AIM: Please filter the listing below, copying out every line that contains the word "brown".

Source data:
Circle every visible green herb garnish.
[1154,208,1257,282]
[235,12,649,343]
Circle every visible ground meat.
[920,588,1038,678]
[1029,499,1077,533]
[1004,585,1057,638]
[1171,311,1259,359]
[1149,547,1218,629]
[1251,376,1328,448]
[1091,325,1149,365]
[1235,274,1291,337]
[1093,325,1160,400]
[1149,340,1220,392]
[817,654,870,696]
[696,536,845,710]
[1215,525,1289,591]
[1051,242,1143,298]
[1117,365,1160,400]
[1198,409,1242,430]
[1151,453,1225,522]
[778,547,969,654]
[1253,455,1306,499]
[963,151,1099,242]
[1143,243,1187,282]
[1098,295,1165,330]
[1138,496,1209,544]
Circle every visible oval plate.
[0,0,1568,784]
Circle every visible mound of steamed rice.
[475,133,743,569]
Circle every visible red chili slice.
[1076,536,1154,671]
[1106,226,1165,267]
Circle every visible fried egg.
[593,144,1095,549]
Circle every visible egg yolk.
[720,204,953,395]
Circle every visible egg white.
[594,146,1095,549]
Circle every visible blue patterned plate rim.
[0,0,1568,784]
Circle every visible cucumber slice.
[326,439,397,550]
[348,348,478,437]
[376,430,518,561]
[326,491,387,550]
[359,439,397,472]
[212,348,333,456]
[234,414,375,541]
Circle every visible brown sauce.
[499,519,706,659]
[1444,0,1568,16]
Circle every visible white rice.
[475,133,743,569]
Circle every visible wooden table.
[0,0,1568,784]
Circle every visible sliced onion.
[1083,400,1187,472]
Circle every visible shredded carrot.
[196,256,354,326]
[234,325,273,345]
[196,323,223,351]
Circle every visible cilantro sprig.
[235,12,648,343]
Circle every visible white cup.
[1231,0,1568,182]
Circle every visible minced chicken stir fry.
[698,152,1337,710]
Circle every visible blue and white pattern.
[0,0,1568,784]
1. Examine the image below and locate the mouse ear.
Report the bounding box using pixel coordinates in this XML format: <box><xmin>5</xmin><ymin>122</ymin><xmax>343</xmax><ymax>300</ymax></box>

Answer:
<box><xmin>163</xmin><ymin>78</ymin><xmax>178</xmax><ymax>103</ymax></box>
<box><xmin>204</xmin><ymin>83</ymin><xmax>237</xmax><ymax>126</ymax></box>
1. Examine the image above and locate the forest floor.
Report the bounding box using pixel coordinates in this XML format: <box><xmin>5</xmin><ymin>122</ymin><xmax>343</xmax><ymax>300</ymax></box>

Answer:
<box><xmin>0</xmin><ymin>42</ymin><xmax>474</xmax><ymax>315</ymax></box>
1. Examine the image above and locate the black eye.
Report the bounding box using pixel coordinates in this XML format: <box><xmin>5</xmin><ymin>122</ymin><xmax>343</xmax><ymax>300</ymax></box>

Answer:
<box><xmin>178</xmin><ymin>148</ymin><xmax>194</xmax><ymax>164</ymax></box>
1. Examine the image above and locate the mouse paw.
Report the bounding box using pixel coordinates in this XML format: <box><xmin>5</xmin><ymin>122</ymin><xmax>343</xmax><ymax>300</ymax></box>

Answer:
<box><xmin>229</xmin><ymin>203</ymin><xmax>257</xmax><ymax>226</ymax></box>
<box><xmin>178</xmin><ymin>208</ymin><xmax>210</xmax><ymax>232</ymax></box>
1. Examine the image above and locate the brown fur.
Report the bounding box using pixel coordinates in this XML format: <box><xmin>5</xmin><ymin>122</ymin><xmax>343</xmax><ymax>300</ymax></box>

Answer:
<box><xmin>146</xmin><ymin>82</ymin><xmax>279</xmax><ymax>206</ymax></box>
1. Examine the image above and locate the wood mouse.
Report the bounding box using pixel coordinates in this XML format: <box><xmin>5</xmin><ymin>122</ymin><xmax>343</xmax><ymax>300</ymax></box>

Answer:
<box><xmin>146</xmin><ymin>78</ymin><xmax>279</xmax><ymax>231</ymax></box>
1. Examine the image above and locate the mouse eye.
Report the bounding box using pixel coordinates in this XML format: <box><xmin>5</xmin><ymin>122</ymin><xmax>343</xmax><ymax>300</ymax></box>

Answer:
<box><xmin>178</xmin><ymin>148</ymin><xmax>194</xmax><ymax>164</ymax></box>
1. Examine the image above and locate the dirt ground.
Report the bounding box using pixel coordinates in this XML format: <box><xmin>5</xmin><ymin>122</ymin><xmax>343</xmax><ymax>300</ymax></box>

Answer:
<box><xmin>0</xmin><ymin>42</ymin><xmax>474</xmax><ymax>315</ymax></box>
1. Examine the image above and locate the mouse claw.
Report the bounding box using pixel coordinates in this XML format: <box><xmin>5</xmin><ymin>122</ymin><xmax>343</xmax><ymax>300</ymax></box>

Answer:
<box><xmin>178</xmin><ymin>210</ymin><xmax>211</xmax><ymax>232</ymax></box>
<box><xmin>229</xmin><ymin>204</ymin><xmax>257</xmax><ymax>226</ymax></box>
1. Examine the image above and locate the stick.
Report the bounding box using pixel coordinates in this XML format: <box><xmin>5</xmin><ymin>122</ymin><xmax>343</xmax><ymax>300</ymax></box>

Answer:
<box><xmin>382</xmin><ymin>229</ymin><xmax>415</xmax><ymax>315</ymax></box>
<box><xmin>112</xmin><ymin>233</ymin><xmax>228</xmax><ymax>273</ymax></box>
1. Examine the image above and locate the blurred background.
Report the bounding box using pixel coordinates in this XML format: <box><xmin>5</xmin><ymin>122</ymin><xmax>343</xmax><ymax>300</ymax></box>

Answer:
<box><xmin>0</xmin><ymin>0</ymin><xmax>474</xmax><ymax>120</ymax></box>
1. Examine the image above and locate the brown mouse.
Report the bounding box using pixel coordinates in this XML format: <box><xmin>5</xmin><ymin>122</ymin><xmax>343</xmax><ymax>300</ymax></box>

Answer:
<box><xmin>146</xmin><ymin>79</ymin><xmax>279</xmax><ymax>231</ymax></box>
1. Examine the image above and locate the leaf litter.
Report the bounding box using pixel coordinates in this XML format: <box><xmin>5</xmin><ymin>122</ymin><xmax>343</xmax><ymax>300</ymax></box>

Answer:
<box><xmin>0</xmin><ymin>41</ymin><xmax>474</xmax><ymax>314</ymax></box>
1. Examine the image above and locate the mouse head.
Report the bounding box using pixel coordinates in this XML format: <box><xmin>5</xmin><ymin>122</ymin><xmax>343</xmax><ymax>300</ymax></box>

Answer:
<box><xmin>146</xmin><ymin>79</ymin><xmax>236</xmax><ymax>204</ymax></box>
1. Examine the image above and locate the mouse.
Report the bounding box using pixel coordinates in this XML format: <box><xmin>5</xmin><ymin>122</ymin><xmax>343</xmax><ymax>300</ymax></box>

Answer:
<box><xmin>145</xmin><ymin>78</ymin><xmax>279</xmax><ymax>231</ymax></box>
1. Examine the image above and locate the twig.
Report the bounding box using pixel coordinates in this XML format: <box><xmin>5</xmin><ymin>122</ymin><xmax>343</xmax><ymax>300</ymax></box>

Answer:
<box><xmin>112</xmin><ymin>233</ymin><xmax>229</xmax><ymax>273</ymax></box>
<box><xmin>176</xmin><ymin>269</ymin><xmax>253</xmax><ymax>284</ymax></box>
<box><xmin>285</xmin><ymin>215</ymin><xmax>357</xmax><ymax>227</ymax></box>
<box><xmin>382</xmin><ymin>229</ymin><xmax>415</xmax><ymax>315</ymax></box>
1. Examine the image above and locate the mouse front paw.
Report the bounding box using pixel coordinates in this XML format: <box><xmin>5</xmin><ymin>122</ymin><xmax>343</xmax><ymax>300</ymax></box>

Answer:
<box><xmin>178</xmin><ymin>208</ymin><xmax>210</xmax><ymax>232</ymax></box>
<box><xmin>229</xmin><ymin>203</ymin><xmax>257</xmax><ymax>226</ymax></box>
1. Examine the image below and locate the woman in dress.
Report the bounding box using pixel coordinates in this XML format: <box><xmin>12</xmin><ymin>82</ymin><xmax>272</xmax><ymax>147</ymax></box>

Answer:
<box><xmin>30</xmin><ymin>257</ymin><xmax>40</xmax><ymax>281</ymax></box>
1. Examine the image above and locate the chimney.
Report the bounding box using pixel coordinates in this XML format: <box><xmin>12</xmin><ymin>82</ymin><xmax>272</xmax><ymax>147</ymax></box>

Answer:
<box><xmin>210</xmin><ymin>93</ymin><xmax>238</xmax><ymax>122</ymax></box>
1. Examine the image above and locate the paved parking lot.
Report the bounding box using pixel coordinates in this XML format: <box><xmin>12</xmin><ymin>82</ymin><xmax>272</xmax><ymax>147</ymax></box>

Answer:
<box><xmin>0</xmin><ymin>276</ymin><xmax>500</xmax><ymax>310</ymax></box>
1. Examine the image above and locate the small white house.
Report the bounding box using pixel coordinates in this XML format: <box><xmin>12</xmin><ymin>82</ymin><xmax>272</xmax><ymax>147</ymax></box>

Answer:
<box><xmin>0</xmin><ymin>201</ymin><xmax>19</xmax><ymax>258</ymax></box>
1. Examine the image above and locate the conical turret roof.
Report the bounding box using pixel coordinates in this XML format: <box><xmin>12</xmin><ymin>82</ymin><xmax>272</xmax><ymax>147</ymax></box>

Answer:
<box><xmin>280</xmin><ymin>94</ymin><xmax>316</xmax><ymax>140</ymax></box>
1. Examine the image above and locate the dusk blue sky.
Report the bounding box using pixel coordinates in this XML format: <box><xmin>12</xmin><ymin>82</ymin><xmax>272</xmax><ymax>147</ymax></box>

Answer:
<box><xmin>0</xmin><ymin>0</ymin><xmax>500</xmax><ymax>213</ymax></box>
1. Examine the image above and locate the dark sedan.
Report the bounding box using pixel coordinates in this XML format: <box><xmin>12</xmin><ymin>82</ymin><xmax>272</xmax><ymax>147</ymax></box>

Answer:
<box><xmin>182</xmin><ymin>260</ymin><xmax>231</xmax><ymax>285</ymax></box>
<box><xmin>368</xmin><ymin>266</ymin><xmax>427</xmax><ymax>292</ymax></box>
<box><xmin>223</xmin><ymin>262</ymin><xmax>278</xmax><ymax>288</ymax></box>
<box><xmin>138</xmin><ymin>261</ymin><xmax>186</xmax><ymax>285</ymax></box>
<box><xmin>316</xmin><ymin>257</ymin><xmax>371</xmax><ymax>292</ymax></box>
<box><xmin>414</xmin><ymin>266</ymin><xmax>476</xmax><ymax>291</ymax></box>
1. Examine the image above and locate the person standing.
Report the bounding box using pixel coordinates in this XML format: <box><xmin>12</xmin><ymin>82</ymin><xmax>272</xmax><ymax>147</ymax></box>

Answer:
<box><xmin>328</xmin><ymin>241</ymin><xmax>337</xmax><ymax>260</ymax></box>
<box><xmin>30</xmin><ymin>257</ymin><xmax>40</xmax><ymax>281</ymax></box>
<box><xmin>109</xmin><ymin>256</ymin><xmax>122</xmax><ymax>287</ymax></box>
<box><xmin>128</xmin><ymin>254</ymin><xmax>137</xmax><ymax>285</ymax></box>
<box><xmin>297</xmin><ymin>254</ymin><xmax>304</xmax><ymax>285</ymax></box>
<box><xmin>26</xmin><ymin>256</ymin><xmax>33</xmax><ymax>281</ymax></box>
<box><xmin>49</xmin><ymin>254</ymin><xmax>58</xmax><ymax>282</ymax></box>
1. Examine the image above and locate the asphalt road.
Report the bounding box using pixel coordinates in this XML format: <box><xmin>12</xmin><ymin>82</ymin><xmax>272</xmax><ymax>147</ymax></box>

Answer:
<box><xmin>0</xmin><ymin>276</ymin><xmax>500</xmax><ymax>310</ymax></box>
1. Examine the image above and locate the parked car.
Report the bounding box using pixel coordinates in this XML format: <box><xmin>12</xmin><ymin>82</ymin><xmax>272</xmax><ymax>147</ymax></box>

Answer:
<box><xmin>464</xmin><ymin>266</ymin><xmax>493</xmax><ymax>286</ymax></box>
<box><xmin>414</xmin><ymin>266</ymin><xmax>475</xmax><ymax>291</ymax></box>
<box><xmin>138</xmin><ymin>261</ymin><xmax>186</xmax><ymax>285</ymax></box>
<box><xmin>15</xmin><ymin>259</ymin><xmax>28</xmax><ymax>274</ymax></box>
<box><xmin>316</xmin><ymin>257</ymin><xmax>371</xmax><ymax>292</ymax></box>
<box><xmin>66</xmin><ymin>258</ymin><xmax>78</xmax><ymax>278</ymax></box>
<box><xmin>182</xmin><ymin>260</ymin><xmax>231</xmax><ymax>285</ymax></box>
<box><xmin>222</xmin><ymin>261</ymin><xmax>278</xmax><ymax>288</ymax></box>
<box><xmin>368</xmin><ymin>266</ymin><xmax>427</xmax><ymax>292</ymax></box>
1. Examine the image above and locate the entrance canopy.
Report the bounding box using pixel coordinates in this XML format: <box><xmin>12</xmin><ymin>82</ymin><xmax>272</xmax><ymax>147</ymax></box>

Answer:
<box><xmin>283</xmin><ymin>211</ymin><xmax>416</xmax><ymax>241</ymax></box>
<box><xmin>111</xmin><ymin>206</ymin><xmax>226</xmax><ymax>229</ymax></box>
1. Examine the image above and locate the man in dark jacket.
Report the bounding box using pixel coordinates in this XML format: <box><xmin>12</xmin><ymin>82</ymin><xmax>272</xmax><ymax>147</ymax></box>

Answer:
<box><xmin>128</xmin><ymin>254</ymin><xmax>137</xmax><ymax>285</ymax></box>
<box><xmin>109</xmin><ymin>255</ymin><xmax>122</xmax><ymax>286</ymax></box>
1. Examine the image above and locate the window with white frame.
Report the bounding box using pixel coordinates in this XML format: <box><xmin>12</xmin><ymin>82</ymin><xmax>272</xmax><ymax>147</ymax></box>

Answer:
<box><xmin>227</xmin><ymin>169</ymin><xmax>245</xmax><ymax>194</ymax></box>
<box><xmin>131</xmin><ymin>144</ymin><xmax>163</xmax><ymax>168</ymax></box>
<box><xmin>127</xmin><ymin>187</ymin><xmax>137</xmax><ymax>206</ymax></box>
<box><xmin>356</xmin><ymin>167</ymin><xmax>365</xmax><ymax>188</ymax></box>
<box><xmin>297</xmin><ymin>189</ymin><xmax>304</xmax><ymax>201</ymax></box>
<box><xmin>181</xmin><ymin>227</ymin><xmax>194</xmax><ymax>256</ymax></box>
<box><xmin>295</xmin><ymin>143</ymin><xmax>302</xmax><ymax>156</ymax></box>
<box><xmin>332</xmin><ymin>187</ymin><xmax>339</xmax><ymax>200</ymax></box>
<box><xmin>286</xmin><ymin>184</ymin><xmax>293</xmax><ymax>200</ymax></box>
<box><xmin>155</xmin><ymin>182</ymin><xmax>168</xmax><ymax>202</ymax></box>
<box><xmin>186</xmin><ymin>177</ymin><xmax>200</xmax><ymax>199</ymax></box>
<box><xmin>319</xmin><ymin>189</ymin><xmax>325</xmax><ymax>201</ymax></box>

EXERCISE RESULT:
Circle every visible brown sauce.
1. Examine the image above and locate the brown fur.
1. Examine the image above and locate the brown mouse.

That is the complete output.